• ИСХОДНЫЙ ТЕКСТ:
....................

Нам было мало широких пустых ночных харьковских площадей и улиц, но недолго доехать трамваем до парка, до лесопарка, только подальше от входа, от казенной бодрой музыки. Где-нибудь перемахнуть через забор и вдруг выйти на лесную поляну: «Марта, Марта, надо ль плакать, если Дидель ходит в поле, если Дидель смотрит в небо … свищет птицам и смеется невзначай…» «Здесь тьма и лень, здесь полон день весной и тишиной…». Нам принадлежал еще и зоопарк в самом центре города, куда мы смывались с лекций. «…Лошадь, не надо, послушайте, лошадь… Знаете, все мы немного лошади…». Иосиф Гольденберг, третьекурсник, по прозвищу Граф, подходя к тесной клетке, картавил: «Как зве'ей соде'жат, сволочи…»
В стихах была и несостоявшаяся Испания, и неведомая Эллада.: «Плещет на бреге морском волна голубым перламутром. Древнее море Гомера в сказочный пурпур одето…», «Вышла из моря младая с устами пурпурными Эос…».
Ах, эти стихи! «По рыбам, по звездам проносит шаланду…», «…Или, бунт на борту обнаружив, из-за пояса рвет пистолет, так, что сыплется золото с кружев…», «Мы разучились нищим подавать, дышать над морем высотой соленой…», «А в походной сумке спички да табак, Тихонов, Сельвинский, Пастернак!», «Закат поднимался и падал опять, и лошадь устала степями скакать…», «Гренадская волость в Испании есть…»
В стихах была свобода, вольное дыхание, восстановленный единый мир — пространства и времени.
Если бы мой друг Толя Якобсон прочитал это, я знаю, он заорал бы: «Ну, старуха, охренела ты, что ли?! У Багрицкого, у Тихонова — свобода, вольное дыхание?! Особенно в этих строчках: — „Он расскажет своей невесте о веселой, живой игре, как громил он дома предместий с бронепоездных батарей“; или в этих: „А век поджидает, как часовой, иди, и не бойся с ним рядом стать… И если он скажет „Солги!“ — солги, и если он скажет „Убей!“ — убей.“»

....................

• ВЫДЕРЖКА ИЗ ДАННЫХ:
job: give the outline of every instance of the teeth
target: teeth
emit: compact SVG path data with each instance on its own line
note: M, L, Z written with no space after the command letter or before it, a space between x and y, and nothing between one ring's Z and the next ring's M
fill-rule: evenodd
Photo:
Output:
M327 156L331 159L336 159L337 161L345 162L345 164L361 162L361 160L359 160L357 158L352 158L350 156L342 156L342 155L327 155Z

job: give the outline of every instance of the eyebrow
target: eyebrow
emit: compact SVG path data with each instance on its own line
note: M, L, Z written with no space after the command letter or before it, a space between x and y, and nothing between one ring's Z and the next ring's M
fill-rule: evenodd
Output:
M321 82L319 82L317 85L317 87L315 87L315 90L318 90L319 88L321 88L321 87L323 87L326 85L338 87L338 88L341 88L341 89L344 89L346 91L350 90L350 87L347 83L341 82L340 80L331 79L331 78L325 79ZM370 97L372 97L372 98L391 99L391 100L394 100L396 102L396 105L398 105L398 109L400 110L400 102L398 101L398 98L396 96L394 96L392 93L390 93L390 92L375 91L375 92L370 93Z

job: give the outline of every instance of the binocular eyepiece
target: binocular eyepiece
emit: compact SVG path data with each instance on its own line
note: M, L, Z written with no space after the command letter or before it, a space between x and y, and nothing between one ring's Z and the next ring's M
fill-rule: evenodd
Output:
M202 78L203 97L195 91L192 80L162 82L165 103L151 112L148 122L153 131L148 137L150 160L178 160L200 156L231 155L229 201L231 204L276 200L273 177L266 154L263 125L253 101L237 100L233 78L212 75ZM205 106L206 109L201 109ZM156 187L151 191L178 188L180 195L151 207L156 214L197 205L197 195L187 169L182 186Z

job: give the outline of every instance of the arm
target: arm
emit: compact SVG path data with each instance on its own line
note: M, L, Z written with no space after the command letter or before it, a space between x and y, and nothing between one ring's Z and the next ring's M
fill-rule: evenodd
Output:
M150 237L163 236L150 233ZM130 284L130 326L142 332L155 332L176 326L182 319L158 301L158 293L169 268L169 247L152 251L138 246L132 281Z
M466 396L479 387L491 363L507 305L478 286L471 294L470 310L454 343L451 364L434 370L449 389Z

....................

• ЗАДАНИЕ:
Отредактируйте текст о стихах: перепишите его отрывок, начиная со слов «В стихах была и» и заканчивая словами «пространства и времени.», и замените в нем «шаланду» на «лодку».

• ПРАВИЛЬНЫЙ ОТВЕТ:
В стихах была и несостоявшаяся Испания, и неведомая Эллада.: «Плещет на бреге морском волна голубым перламутром. Древнее море Гомера в сказочный пурпур одето…», «Вышла из моря младая с устами пурпурными Эос…».
Ах, эти стихи! «По рыбам, по звездам проносит лодку…», «…Или, бунт на борту обнаружив, из-за пояса рвет пистолет, так, что сыплется золото с кружев…», «Мы разучились нищим подавать, дышать над морем высотой соленой…», «А в походной сумке спички да табак, Тихонов, Сельвинский, Пастернак!», «Закат поднимался и падал опять, и лошадь устала степями скакать…», «Гренадская волость в Испании есть…»
В стихах была свобода, вольное дыхание, восстановленный единый мир — пространства и времени.